▶ Given text:
»»
Next finance minister expected to rescue confidence, speed up bank reforms

The government has to find someone who can pick up the baton swiftly and restore confidence to an increasingly frustrated business community since U Kyaw Win has resigned as planning and finance minister. With economic reforms slowing and plummeting of investor confidence, the next office-holder needs to communicate the reform blueprint to the private sector, end ambiguity over laws and policies and revitalise the reform momentum, especially in the banking and financial sector. And all of these have to be done while the clock is ticking.

The cabinet-level position taking charge of the Ministry of Planning and Finance as well as the upcoming appointment of the new Central Bank Governor are the two most important posts in the executive being watched by investors at home and abroad, according to Nick Powell, managing partner of private equity firm Delta Capital.

The National League for Democracy-led government’s 12-point economic plan includes supporting competition and a robust private sector based on a market-oriented system by cutting down unnecessary red tape and expanding access to credit.

“We have seen some positive developments were made in the area of promotion of financial inclusion and expansion of credit to the unbanked through relaxation of regulatory restrictions in the microfinance sector by the financial regulatory department. But, more recently, the pace of reform has slowed. Clearly, access to credit across all sectors of the economy and clear regulations are important to the positive development of Myanmar,” Mr Powell observed.
««
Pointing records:
»»
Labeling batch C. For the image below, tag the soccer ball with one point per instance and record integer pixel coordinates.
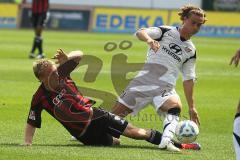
(187, 131)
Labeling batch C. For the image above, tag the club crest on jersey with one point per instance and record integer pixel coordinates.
(187, 49)
(175, 48)
(32, 115)
(57, 100)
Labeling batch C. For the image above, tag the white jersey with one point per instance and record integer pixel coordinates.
(175, 53)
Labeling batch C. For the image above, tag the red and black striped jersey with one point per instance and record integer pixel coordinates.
(67, 105)
(40, 6)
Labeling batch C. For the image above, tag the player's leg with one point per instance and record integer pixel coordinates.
(236, 133)
(172, 108)
(152, 136)
(121, 110)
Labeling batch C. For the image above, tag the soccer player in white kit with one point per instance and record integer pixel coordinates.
(170, 51)
(236, 125)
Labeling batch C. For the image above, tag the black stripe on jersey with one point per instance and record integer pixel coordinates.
(164, 30)
(237, 115)
(237, 138)
(193, 57)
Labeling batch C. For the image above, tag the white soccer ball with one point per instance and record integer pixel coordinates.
(187, 131)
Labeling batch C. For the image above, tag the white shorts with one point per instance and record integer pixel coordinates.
(137, 98)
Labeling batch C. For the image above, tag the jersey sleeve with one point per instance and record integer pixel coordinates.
(153, 32)
(65, 69)
(34, 116)
(188, 69)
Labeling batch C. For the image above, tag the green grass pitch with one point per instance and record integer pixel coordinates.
(216, 93)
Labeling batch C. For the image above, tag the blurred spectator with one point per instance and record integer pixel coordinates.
(39, 17)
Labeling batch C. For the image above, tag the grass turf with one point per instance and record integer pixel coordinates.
(216, 92)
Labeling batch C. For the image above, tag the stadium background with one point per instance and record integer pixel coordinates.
(89, 25)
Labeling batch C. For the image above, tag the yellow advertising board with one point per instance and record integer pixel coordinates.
(126, 20)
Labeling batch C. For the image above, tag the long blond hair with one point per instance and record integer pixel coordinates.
(187, 11)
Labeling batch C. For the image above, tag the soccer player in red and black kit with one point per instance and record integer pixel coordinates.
(60, 97)
(39, 16)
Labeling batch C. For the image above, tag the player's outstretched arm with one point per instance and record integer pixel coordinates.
(61, 57)
(235, 59)
(29, 133)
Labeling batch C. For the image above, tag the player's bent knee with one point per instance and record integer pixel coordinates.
(116, 141)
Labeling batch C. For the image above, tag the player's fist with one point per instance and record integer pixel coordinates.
(60, 57)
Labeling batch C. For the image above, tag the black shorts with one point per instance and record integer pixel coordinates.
(39, 19)
(103, 127)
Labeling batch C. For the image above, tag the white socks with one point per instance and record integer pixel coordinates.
(170, 122)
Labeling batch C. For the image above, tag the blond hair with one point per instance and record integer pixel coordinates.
(39, 65)
(187, 11)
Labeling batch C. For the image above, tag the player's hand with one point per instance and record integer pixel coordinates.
(154, 45)
(61, 57)
(194, 115)
(235, 59)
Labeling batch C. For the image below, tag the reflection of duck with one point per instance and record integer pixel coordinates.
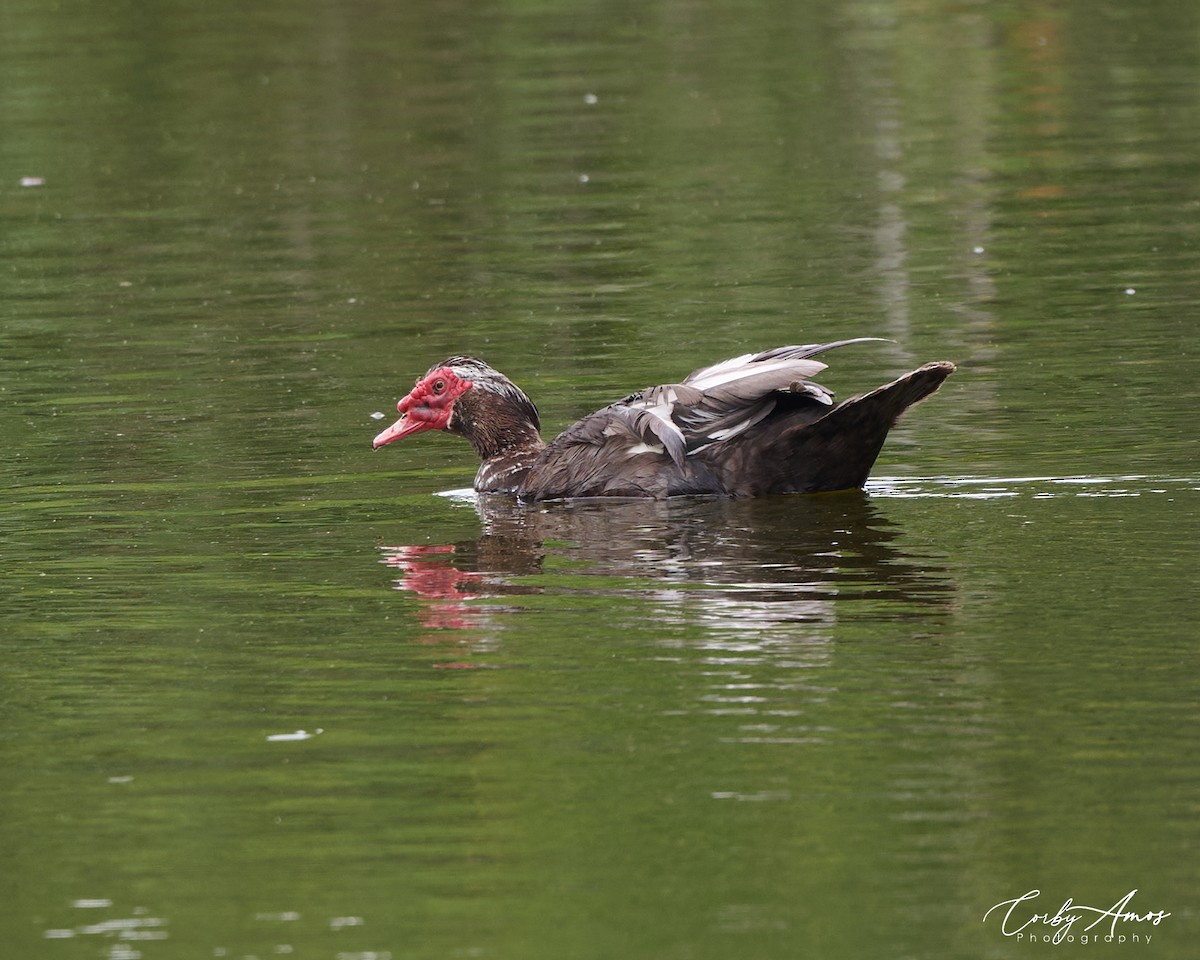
(744, 427)
(735, 565)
««
▶ Exercise brief: Carry on the article about the search for Myanmar's next finance minister, picking up after its final paragraph.

▶ Answer:
European investors hope that the cabinet change would speed up sluggish reforms for the banks and prioritise the issue of easing access to financing.

“Post-initial liberalisation of banking sector, we have seen less development in financial market in Myanmar. Particularly, there has been ambiguity of how certain regulations are to be implemented and overall reform of the banking sector has also taken a backseat in Myanmar’s reform,” Nishant Choudhary, co-chair of the legal affairs advocacy group under the European Chamber of Commerce in Myanmar, commented.

Better coordination and harmonise the laws

For the Union of Myanmar Federation of Chambers of Commerce and Industry (UMFCCI), U Kyaw Win, despite his diligence and efforts, did not listen to the business community or place sufficient emphasis on delivering reforms.

“U Kyaw Win is one of the most hardworking ministers in the NLD cabinet… He tried to promote private sector development while he was in office. He seemed to understand the private sector better than any other NLD ministers.

“However, he is not a good listener and not result-oriented,” U Ye Min Aung, UMFCCI’s vice president, told The Myanmar Times.

While the minister came under fire for failing to deliver, U Ye Min Aung stressed that it is the system per se which is flawed. The most important task for U Kyaw Win’s successor is to tackle the “very weak” coordination and cooperation among ministers and their ministries and officials leading different departments.

Similarly, the lack of harmony of different legislations regulating financing presents a considerable problem for investors, according to the European chamber. A case in point is how the age-old Myanmar Stamp Act is as an impediment is easy and cheap financing, whether for a term-loan or working capital loans. An internal circular was issued by the Internal Revenue Department (IRD) in 2015 instructing that loan agreements are to be stamped as “bonds” and fall under that category of the Schedule to the Stamp Act. But this is not gazetted and thus is not a law. Yet, the practice is being “largely followed” by all stamp officials, which is “not the correct interpretation of the law or general understand of difference between a bond and a loan agreement”.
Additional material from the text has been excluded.